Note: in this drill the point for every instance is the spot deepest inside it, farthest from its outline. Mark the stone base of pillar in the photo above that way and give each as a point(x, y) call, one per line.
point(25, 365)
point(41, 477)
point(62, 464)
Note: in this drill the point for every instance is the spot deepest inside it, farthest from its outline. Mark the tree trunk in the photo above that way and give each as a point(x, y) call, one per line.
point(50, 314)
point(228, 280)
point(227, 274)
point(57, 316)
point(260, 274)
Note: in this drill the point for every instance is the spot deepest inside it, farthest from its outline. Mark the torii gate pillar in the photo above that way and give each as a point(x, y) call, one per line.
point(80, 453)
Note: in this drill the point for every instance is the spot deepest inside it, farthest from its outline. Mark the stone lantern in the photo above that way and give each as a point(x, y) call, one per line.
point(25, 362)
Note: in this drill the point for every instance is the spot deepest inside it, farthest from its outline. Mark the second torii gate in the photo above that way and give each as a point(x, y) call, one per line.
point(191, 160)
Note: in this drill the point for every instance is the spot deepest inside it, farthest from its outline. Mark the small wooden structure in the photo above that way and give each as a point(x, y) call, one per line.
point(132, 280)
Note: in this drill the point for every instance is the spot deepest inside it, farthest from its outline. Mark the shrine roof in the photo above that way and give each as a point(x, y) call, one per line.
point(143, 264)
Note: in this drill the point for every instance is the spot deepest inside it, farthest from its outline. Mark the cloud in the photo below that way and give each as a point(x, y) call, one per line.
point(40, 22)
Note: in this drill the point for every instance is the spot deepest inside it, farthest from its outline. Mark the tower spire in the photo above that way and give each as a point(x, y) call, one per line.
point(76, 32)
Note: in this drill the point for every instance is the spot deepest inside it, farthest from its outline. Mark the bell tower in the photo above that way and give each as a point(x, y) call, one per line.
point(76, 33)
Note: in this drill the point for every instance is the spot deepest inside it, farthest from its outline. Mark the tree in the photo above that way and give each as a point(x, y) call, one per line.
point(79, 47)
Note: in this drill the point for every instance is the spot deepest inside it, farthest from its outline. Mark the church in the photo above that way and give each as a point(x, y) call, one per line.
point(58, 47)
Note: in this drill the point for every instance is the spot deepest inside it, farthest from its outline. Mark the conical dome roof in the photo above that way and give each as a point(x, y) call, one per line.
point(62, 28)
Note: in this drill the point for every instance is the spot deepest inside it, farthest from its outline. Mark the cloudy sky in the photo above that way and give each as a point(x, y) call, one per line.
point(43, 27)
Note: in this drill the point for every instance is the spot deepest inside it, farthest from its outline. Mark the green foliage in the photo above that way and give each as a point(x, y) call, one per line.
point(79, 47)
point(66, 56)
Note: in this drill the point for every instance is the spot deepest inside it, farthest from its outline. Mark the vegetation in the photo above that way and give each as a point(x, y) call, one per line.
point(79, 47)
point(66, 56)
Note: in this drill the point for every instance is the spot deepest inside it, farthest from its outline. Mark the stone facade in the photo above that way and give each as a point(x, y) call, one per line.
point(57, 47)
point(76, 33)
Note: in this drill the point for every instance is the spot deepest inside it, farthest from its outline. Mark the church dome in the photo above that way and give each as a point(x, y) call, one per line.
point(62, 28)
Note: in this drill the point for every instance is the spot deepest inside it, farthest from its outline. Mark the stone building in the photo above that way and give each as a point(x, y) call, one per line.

++++

* [TASK DIRECTIONS]:
Each line of the records must be reproduced exactly.

* [TASK RESULT]:
Note: in this drill the point for every instance is the spot deepest inside it, farthest from its outline. Mark the stone base of pillar in the photo above that way and give each as a point(x, y) call, one per line.
point(25, 365)
point(41, 477)
point(62, 464)
Note: in this drill the point for every instance is the spot deepest inside it, farthest from its outline. Mark the tree trunk in the photo above that way and give each as a point(x, y) call, one per line.
point(50, 314)
point(228, 280)
point(227, 274)
point(57, 316)
point(260, 274)
Note: in this drill the point for every instance is the spot deepest inside it, farthest from its outline. Mark the torii gate pillar in the photo above that way and give each as a point(x, y) call, one per line.
point(80, 453)
Note: in this drill the point for every instance is the spot deepest inside it, farthest from its outline. Mark the stone lantern in the photo above that way and give each as a point(x, y) call, one per line.
point(25, 362)
Note: in this drill the point for every instance is the spot deepest inside it, farthest from its outline. Mark the second torii gate in the photo above that way and give each as a point(x, y) call, one per line.
point(191, 160)
Note: in this drill the point for every instance is the spot deepest inside it, farthest from its outline. Mark the small wooden structure in the photo above that way and give each as a point(x, y) call, one per line.
point(132, 280)
Note: in this drill the point for every instance is the spot deepest inside it, farthest from its outline. Mark the shrine roof in the photo above that way and give each as a point(x, y) call, one per line.
point(143, 264)
Note: in this drill the point for every instance is the spot deepest inside it, farthest from its outline. Mark the cloud in the photo below that way and give each as a point(x, y) call, one per line.
point(40, 22)
Note: in this drill the point for every instance is the spot deepest inside it, farthest from its outline. Mark the tower spire in the photo above that way and give each as a point(x, y) call, one per line.
point(76, 32)
Note: in this drill the point for every instance is the spot deepest inside it, farthest from its outline. Mark the bell tower in the photo above that way and give each as a point(x, y) call, one per line.
point(76, 33)
Note: in this drill the point for every instance is the spot deepest inside it, farthest from its outline. Mark the tree in the photo above that way and give each as a point(x, y) call, one per line.
point(79, 47)
Note: in this drill the point for every instance is the spot deepest inside it, farthest from its outline. Mark the church in the photo above that way and give each as a point(x, y) call, one per line.
point(58, 47)
Note: in this drill the point for every instance is the spot deepest inside it, farthest from its outline. Mark the conical dome roof in the photo above that way and give each as a point(x, y) call, one per line.
point(62, 28)
Note: in this drill the point for every instance is the spot deepest inside it, farthest from its outline. Mark the cloudy sky in the photo above that way and give each as a point(x, y) call, one per line.
point(43, 27)
Note: in this drill the point for every instance is the spot deepest inside it, farthest from its outline. Mark the green foliage in the photo above that way and give each as a point(x, y) call, one per line.
point(79, 47)
point(66, 56)
Note: in this drill the point for every instance is the spot deepest inside it, farthest from its outline. Mark the vegetation in the photo above that way and give each as a point(x, y) call, one per line.
point(79, 47)
point(66, 56)
Note: in this drill the point for every instance is the spot deepest inside it, farthest from its outline. Mark the stone facade in the photo above that way and give each as a point(x, y) call, one per line.
point(57, 47)
point(76, 33)
Note: in this drill the point for every instance is the spot deepest inside it, farthest from its outline. Mark the church dome in the photo above that way and give each as a point(x, y) call, one per line.
point(62, 28)
Note: in this drill the point for every instance is the spot deepest inside it, farthest from its outline. Mark the stone building in the photo above that way and give each as a point(x, y) call, one per line.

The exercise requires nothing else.